=== What the task asks ===
Beginning with the line in which "Isolate every building" appears, transcribe each line word for word until the records end. Do not include pictures.

=== Excerpted data ===
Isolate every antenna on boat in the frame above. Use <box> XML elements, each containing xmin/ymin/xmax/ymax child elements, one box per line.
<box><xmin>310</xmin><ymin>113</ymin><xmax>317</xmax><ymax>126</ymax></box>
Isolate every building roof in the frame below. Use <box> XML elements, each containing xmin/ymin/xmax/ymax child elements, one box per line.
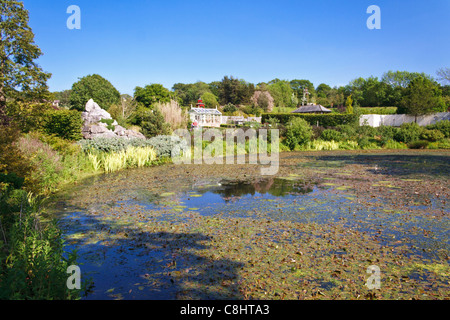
<box><xmin>291</xmin><ymin>104</ymin><xmax>332</xmax><ymax>113</ymax></box>
<box><xmin>189</xmin><ymin>107</ymin><xmax>222</xmax><ymax>115</ymax></box>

=== The answer ===
Isolate every building roof in the frame below. Use <box> XML elements, each containing xmin/ymin/xmax/ymax child elements, one box per line.
<box><xmin>291</xmin><ymin>104</ymin><xmax>332</xmax><ymax>113</ymax></box>
<box><xmin>189</xmin><ymin>107</ymin><xmax>222</xmax><ymax>115</ymax></box>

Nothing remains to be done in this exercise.